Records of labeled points
########

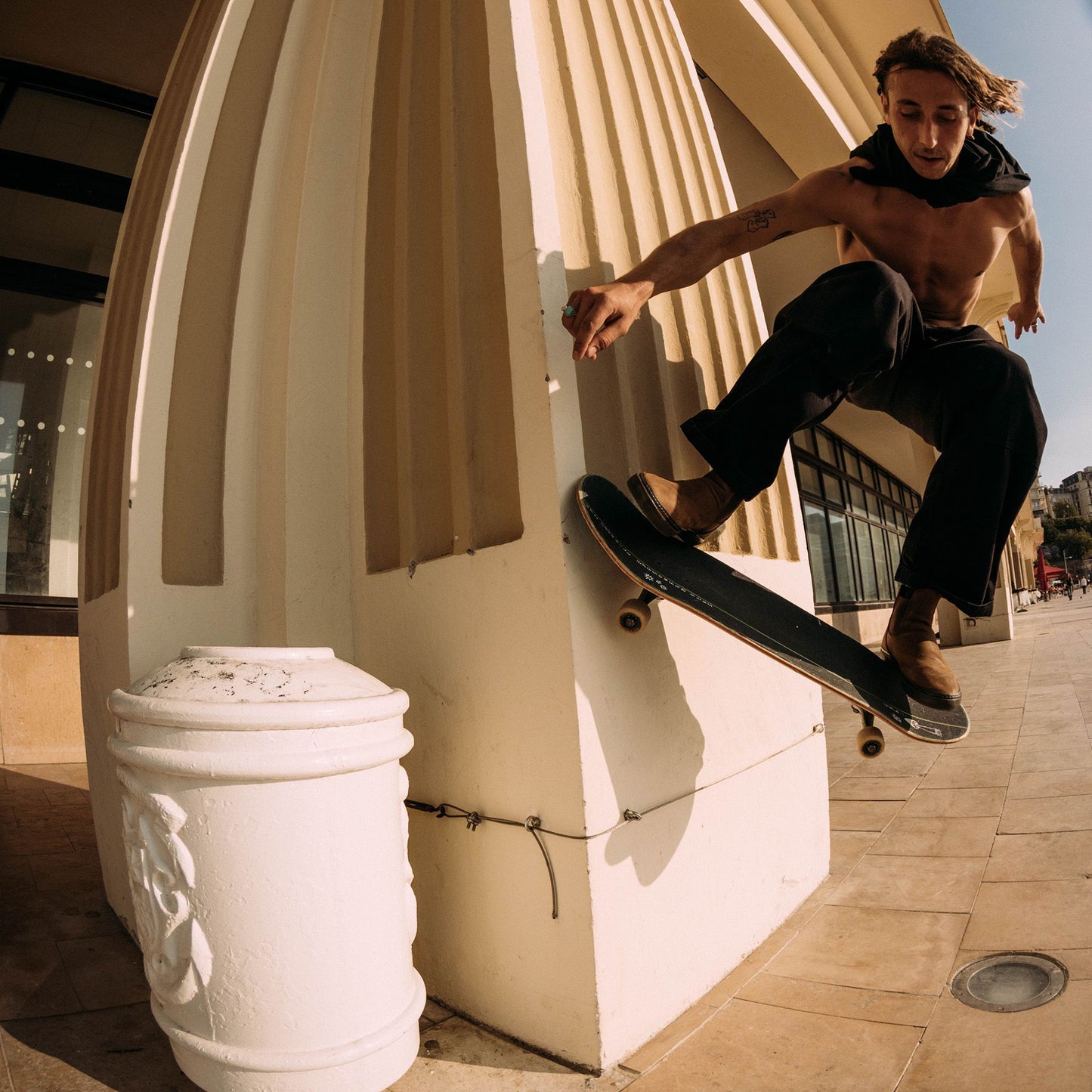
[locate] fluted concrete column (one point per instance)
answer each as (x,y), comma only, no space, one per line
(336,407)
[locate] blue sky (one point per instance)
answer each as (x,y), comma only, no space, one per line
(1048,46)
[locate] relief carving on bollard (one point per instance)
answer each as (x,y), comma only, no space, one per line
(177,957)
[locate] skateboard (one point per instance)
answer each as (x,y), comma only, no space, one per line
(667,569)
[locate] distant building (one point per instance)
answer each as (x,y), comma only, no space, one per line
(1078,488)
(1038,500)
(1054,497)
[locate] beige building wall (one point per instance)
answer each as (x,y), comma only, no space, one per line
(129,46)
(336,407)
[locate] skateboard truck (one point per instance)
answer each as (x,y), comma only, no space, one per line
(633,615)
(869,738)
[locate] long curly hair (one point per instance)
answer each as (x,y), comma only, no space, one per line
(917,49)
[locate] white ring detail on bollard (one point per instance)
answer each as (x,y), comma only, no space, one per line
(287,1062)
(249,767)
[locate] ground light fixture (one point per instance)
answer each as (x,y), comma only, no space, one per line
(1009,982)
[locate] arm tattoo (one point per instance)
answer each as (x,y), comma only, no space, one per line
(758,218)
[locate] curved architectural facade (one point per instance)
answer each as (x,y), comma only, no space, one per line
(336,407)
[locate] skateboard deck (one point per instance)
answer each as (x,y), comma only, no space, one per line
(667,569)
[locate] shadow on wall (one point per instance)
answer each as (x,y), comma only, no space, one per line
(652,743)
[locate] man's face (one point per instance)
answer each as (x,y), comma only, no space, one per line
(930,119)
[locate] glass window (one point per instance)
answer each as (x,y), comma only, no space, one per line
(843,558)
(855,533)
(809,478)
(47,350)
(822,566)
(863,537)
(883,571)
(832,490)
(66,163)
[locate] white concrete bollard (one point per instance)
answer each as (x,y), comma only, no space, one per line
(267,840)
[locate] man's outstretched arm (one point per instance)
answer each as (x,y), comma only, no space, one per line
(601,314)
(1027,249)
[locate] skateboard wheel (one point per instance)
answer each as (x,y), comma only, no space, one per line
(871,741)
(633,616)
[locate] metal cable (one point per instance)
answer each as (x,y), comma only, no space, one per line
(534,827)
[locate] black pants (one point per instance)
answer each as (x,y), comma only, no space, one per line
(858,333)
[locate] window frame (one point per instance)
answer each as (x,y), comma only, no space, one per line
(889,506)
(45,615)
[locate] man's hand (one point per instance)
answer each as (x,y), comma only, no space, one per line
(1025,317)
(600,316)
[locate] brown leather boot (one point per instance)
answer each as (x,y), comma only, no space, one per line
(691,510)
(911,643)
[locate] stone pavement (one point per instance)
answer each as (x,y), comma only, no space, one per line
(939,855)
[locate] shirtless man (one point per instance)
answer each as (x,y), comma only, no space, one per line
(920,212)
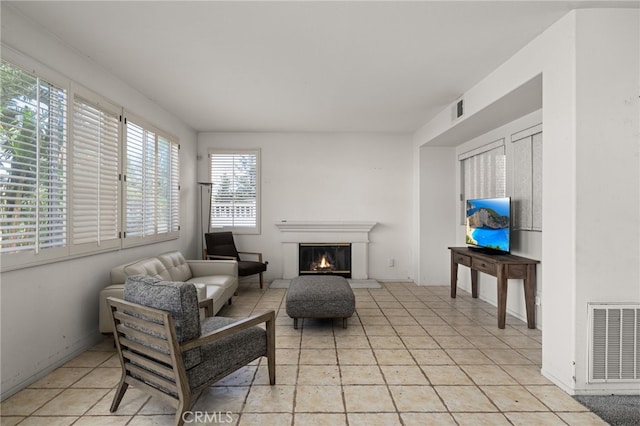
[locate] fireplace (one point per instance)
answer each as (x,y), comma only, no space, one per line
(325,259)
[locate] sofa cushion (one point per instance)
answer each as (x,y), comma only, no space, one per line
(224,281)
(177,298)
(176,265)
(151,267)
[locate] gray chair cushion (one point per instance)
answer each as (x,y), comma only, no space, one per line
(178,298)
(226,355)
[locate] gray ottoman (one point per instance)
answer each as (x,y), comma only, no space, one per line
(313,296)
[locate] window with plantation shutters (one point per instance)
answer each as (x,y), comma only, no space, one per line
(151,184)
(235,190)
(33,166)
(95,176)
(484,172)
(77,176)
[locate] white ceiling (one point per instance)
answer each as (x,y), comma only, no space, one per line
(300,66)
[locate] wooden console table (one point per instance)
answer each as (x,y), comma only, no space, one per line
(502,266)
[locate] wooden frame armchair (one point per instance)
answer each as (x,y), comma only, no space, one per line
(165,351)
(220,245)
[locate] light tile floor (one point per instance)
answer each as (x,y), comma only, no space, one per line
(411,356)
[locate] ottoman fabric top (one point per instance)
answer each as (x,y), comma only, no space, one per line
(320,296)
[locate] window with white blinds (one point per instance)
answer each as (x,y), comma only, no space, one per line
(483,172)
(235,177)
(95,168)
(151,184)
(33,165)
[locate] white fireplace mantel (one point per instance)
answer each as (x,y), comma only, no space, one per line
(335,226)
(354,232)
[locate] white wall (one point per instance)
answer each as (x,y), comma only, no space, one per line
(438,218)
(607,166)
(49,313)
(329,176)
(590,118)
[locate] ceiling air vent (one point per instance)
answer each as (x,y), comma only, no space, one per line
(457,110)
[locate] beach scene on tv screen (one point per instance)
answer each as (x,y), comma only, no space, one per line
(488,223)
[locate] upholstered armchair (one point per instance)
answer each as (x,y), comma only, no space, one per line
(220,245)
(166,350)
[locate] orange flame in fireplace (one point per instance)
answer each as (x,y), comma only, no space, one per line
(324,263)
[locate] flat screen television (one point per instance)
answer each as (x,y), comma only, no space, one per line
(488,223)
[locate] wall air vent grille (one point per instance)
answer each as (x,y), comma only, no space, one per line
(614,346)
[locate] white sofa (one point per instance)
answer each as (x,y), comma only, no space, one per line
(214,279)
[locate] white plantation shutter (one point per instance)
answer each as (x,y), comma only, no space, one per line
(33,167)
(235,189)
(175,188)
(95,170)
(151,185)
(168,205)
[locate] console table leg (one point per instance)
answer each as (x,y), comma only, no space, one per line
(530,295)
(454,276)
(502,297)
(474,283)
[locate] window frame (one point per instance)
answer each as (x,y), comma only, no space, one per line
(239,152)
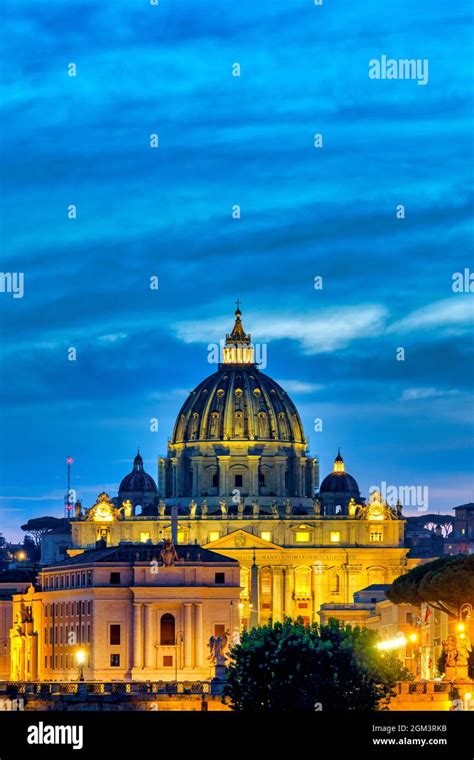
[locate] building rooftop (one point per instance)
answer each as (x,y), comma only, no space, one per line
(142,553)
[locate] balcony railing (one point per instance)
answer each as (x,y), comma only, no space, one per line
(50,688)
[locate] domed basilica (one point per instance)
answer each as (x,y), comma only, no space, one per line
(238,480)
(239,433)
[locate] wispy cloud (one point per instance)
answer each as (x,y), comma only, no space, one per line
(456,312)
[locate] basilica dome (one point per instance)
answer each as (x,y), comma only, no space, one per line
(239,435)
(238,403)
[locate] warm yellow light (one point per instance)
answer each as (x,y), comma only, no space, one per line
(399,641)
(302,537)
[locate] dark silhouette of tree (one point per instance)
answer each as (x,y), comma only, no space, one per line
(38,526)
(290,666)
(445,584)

########

● WHAT YOU NEED TO DO
Each line in the records above should be reproduced exactly; images are not copied.

● ANSWER TO THIS PROBLEM
[locate] fluted concrete column (one point per instance)
answer each as (x,y), comma only, no space, one per line
(336,407)
[locate] blue sky (one point per instance)
answer each as (x,y), comma only, no space, one per line
(1048,46)
[locate] relief carving on bollard (one point per instance)
answer each as (x,y), comma only, no space, one per line
(177,957)
[locate] skateboard (one point per instance)
answer each as (x,y), comma only, no space, one per line
(667,569)
[locate] distant building (one point per instance)
answer each as (x,y), comma only, no space, one per line
(1078,488)
(1038,500)
(1054,497)
[locate] beige building wall (one point per instance)
answer each as (x,y), comma only, no space, one per line
(129,46)
(336,407)
[locate] skateboard truck (one point per instance)
answer each as (x,y), comma only, no space, one per line
(633,615)
(869,738)
[locate] long curly hair (one point per instance)
answer each as (x,y), comma only, no space, one per line
(917,49)
[locate] white ring detail on bollard (one point per instance)
answer each as (x,y), comma only, no space, one per line
(287,1062)
(249,767)
[locate] ground light fixture (one point per instance)
answer each as (x,y), comma only, no space, one per line
(1009,982)
[locate] arm tattoo (one point per instance)
answer each as (x,y), comma only, no space, one per line
(758,218)
[locate] curved architectural facade (one point per instance)
answer each as (x,y), comma only, no space, one per line
(336,407)
[locate] skateboard deck (one point per instance)
answer each as (x,y), comma only, no space, one per line
(667,569)
[locate] shadow on wall (one point per instance)
answer each as (x,y), comma only, no space, one per line
(652,743)
[locate] man's face (one point per instance)
answer each as (x,y), comma only, no space, one per line
(930,119)
[locate] glass window (one point per instance)
answer each as (x,y), comma only, no space, one per line
(843,558)
(855,533)
(809,478)
(47,350)
(822,566)
(863,537)
(883,571)
(832,490)
(66,163)
[locate] white concrete bollard (one point per instance)
answer each as (x,y), comma only, no space, one per line
(267,840)
[locate] man's outstretched arm (one point per instance)
answer each as (x,y), comma only, no space, one per line
(601,314)
(1027,249)
[locate] skateboard wheel (one point per instance)
answer each as (x,y), comma only, no space, one per line
(871,741)
(633,616)
[locate] metal cable (one point per instance)
answer each as (x,y), comma only, no space, one per line
(534,827)
[locate] black pants (one point per instance)
answer each as (x,y), comma only, no space, one per line
(858,333)
[locate] window frame (one point per instance)
answer each as (x,y), comma only, no space, one per line
(889,506)
(45,615)
[locate] man's hand (one point per instance)
answer each as (x,y), comma only, no space, one per line
(1025,317)
(600,316)
[locate] brown leather boot (one point per instance)
answer each as (x,y), comma only, no space, one per line
(691,510)
(911,643)
[locate] stone pavement (one point per instance)
answer each as (x,y), comma only, no space, one per line
(939,855)
[locate] shirtless man (one point per instance)
answer each as (x,y), comma only, no space, one per line
(920,212)
[locate] fireplace (one point per instance)
answer each as (x,y), comma only, no space, one per line
(325,259)
[locate] sofa cushion (one point per instance)
answer each as (x,y), comma only, no space, one per line
(224,281)
(177,298)
(176,265)
(151,267)
[locate] gray chair cushion (one point per instance)
answer each as (x,y), comma only, no space, one per line
(178,298)
(226,355)
[locate] gray ottoman (one point per instance)
answer each as (x,y), comma only, no space, one per line
(313,296)
[locate] window with plantation shutters (one point per instance)
answer each as (x,y), comma only, no space, one per line
(151,184)
(235,190)
(33,166)
(95,176)
(484,172)
(77,176)
[locate] white ceiling (one point per instance)
answer each as (x,y), comma only, no space, one per line
(300,66)
[locate] wooden console table (one point per instance)
answer each as (x,y), comma only, no space, one per line
(502,266)
[locate] wooden frame armchair (one point per instance)
answer each as (x,y), comma only, no space, one per line
(165,351)
(220,245)
[locate] light tile floor (one point per instance)
answer each as (x,y), comma only, no space, one per line
(411,356)
[locate] ottoman fabric top (one point per instance)
answer each as (x,y), comma only, no space, one per line
(320,296)
[locate] window with white blinds (one point per instance)
answer each as (x,y), comma only, no space, one per line
(483,172)
(235,177)
(95,168)
(151,184)
(33,165)
[locate] white fireplace mantel (one point per instance)
answer each as (x,y), comma only, no space, one per line
(335,226)
(354,232)
[locate] white wall (one point per instance)
answer each as (x,y), comma only, no space, one per line
(438,218)
(607,166)
(49,313)
(329,176)
(590,118)
[locate] ceiling air vent (one point per instance)
answer each as (x,y), comma only, no space, one per line
(457,110)
[locate] beach scene on tv screen (one point per instance)
answer each as (x,y), comma only, no space, one per line
(488,223)
[locate] upholstered armchair (one point per instance)
answer each as (x,y), comma only, no space, one per line
(220,245)
(166,350)
[locate] orange flame in fireplace (one point per instance)
answer each as (x,y), comma only, no space, one per line
(324,263)
[locate] flat screen television (one point per instance)
answer each as (x,y), comma only, no space, one per line
(488,223)
[locate] wall air vent grille (one point per instance)
answer each as (x,y), comma only, no space, one per line
(614,346)
[locate] white sofa (one point per instance)
answer each as (x,y), comma only, no space, one per line
(214,279)
[locate] white plantation shutter (one point per instance)
answer each as (x,y), comma only, no space, one per line
(33,167)
(235,189)
(175,188)
(95,170)
(151,185)
(168,205)
[locate] console table leg (one point per instance)
answer each as (x,y), comma only, no space, one per line
(530,295)
(454,276)
(502,297)
(474,283)
[locate] window frame (one point per instance)
answer each as (x,y), comma only, no space, one per line
(239,152)
[locate] building rooftop (one point per instance)
answer each as (x,y), comma only, no space, one per line
(142,553)
[locate] balcony railing (one point per instance)
answer each as (x,y), comma only, no space, one per line
(50,688)
[locate] domed basilica (one point per instance)
answer each as (x,y), comma only, no space, one per line
(238,480)
(239,433)
[locate] wispy cloud (one point per instance)
answer each as (x,y), comma only, no space, one per line
(456,312)
[locate] basilica dome (one point per instance)
answer each as (x,y), comma only, no space, one per line
(239,435)
(238,403)
[locate] warm yellow light (one point per instance)
answer each as (x,y), comma only, no space, one per line
(399,641)
(302,537)
[locate] dark silhouette of tree (one point per instance)
answer each as (x,y), comma only, no space, one per line
(38,526)
(290,666)
(445,584)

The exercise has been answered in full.